(COMPITO 1):
Indica se le affermazioni (a), (b) e (c) concordano con l'estratto su incubi e succubi, rispondendo sì o no e citando alla lettera le parole decisive. (a) Secondo Del Rio i demoni non possiedono sperma proprio. (b) Il vescovo di Ippona riferisce che in Gallia certi demoni sono chiamati Dusii. (c) Secondo le streghe, lo sperma ricevuto dal diavolo è caldo e procura piacere.
(COMPITO 2):
Prosegui l'estratto su incubi e succubi dopo la sua ultima frase.

(ESTRATTO):
########################################

San Bonaventura, Dionigi il Certosino, Papa
Innocenzio VIII e Sant’Agostino si sono occupati di incubi
e succubi. Il vescovo di Ippona scrive ne La Città
di Dio: “la voce comune è – e molti l’hanno appresa ed ancora udita da
coloro la cui fede non può esser messa in dubbio – che certe bestie ed altri
animali selvatici detti comunemente incubi apprezzano e gradiscono le donne, a
tal punto che spesso hanno tentato di avere rapporti con esse, e si trovano
certi demoni che in Gallia chiamano Dusii, che si sforzano per quanto
possono di concupire le donne e spesso ci riescono; cosicchè è un uomo
impudente colui che voglia negare una tal cosa”.
Del Rio nelle sue Disquisizioni Magiche non è
meno netto: “i demoni possono impadronirsi dei corpi
di qualche trapassato, possono animarli e condizionarli a volontà. Può nascere
qualcosa dall’accoppiamento di un incubo con una strega; nel far ciò Satana si
serve del seme che l’uomo perde in sogno o in qualche altro modo, dato che i demoni sono privi di per sé di sperma, che è
l’essenza dei cibi digeriti dall’uomo”.
Anche se certi teologi sono di opinione
opposta, “dall’accoppiamento tra il demone incubo e la donna, può nascere
qualcosa; il demone non ne è il vero genitore, ma è l’uomo del quale il demone
ha utilizzato lo sperma”. Tutte le streghe sono d’accordo sul fatto che lo
sperma che ricevono dal diavolo è freddo come ghiaccio e non apporta alcun
piacere, piuttosto una sensazione di orrore. I demoni
possono far sì che una vergine di anima e di corpo
resti incinta, tuttavia non senza il concorso dello sperma umano. Essi infatti sono in grado di proiettare nella natura di una
ragazza addormentata, senza che si accorga di nulla, una secondo e vero sperma
preso altrove e senza che questa venga in qualche modo deflorata. Tuttavia non
sono in grado di conservare intatta la sua verginità all’atto del parto.”
Questa citazione tratta da Del Rio, riassume le
discussioni dei demonologi a riguardo dei fenomeni incubatori e succubatori.
Nondimeno certe dichiarazioni di streghe giovani e vecchie vanno a contraddire
Del Rio riguardo il piacere provato in tale
coabitazione. Bisogna credere che il diavolo faccia buon viso alle une e rifiuti tutto il resto alle altre, visto che
molte hanno testimoniato di aver provato numerosi godimenti durante gli accoppiamenti
demoniaci e ciò a dispetto del freddo quasi glaciale dello sperma diabolico!

########################################

(SEZIONE DATI):
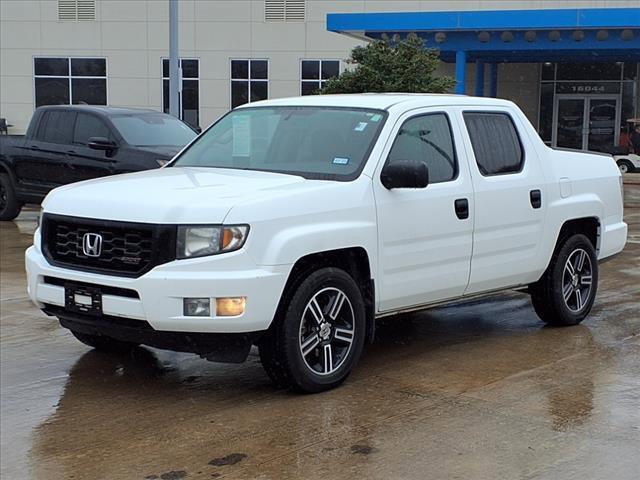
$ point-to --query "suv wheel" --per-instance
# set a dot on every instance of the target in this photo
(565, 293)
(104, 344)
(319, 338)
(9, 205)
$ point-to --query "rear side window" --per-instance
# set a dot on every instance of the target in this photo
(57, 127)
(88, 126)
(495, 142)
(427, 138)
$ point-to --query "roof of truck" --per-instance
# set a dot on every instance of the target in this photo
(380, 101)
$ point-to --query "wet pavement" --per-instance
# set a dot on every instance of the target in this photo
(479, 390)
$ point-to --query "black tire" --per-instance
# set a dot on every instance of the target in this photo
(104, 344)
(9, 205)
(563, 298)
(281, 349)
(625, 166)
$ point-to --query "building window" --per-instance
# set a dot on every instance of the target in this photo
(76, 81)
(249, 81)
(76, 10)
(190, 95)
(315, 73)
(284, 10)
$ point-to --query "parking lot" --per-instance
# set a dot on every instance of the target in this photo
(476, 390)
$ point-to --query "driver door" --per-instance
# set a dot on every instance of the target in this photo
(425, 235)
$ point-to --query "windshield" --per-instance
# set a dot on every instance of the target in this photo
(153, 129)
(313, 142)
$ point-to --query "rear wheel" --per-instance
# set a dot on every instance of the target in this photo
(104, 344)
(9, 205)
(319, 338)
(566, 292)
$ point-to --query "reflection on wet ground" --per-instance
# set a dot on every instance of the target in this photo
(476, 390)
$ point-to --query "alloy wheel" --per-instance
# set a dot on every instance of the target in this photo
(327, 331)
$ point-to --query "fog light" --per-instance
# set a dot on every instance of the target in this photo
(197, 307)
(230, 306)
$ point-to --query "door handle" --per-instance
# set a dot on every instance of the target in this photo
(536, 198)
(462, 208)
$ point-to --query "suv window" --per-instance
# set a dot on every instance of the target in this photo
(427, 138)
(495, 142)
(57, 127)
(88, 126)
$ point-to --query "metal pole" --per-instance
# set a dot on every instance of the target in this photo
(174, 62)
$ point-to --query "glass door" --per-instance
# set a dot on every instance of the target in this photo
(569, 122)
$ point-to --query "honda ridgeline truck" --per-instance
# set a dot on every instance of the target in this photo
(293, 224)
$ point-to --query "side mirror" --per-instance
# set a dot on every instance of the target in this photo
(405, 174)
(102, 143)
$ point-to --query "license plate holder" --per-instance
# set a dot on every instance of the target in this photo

########################################

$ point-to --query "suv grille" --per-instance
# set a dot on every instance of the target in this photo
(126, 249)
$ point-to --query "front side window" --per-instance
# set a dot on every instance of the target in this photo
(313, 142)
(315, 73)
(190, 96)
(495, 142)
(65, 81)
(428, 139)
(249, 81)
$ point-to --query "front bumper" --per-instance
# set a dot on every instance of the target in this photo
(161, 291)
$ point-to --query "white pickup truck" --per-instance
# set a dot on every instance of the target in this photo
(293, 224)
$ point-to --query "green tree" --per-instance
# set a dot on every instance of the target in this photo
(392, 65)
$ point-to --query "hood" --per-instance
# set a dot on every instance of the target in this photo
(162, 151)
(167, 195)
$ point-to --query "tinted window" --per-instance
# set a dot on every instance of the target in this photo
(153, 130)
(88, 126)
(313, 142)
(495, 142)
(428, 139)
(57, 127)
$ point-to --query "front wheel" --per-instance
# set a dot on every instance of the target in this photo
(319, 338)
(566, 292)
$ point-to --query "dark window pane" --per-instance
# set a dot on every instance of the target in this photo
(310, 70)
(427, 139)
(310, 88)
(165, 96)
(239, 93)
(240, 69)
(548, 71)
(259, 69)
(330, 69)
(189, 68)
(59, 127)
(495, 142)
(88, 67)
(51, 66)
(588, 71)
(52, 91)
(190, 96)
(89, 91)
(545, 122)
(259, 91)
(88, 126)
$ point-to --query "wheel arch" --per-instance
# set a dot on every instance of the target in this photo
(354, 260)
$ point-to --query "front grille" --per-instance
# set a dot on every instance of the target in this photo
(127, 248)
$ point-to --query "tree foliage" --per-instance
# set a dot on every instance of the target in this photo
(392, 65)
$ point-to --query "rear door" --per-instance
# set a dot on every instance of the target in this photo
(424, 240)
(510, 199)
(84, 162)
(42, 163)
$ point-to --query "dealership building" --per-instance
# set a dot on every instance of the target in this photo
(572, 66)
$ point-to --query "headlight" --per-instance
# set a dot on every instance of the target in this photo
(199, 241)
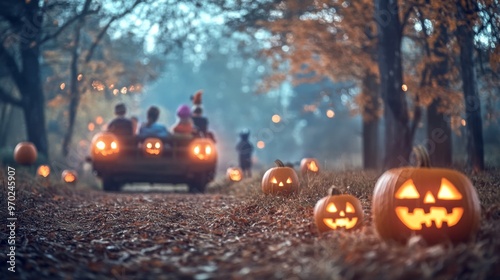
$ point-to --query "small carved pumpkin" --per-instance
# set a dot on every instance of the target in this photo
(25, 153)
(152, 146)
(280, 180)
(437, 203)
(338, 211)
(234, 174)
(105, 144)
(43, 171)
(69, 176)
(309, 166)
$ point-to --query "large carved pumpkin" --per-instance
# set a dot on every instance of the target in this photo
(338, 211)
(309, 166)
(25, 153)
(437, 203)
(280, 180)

########################################

(RISPOSTA 1):
(a) Sì: "dato che i demoni sono privi di per sé di sperma".
(b) Sì: "certi demoni che in Gallia chiamano Dusii".
(c) No: "è freddo come ghiaccio e non apporta alcun piacere".

(RISPOSTA 2):
Bodin racconta nella sua Demonomania che
“Jeanne Herviller, nativa di Verbery presso Compiègne, fu data da sua madre al
diavolo all’età di dodici anni. La madre disse al diavolo: ecco la figlia che
vi ho promesso. E alla figlia: ecco qui il vostro amico che
vi renderà felice. Da allora la fanciulla
rinunciò a Dio, alla religione, e il diavolo si giacque con essa carnalmente
allo stesso modo di come fanno gli uomini con le donne, tranne per il fatto che
il suo sperma era freddo. Ciò, disse la donna, avveniva ogni quindici giorni e
sebbene essa dormisse accanto a suo marito che non si accorgeva di niente. Un
giorno il diavolo le domandò se avesse voluto rimanere
incinta di lui ed essa non volle”.
Gli spiriti scettici non ammettono la realtà di
questi fenomeni. Così M. de Saint André, medico del re, scriveva nel 1725:
“L’incubo è spesso una chimera il cui unico fondamento è il sogno… Questo artificio a volte non è neanche di competenza della
storia dell’incubato. Una donna, una ragazza, una devota rispettata, ma
debosciata, che finge di essere virtuosa per
nascondere il suo crimine, fa passare il suo amante per uno spirito incubo che
la ossessiona”.
Non dimentichiamo che il dotto medico scriveva
nell’epoca dei lumi e della filosofia… Allora si negava ciò che non era altro
che “superstizione di epoche barbare”. Senza dubbio,
più di una donna sorpresa in flagrante delitto si salvò facendo credere al
marito geloso di essere stata violentata dal diavolo. Altri episodi derivano
dall’allucinazione e dalla nevrosi. Ma non è men vero
che c’è stato – e c’è ancora – il fenomeno reale dell’incubato e del
succubato.
Vediamo ora cosa pensano gli occultisti di questi
fenomeni che essi non negano assolutamente, trovandosi d’accordo con i teologi.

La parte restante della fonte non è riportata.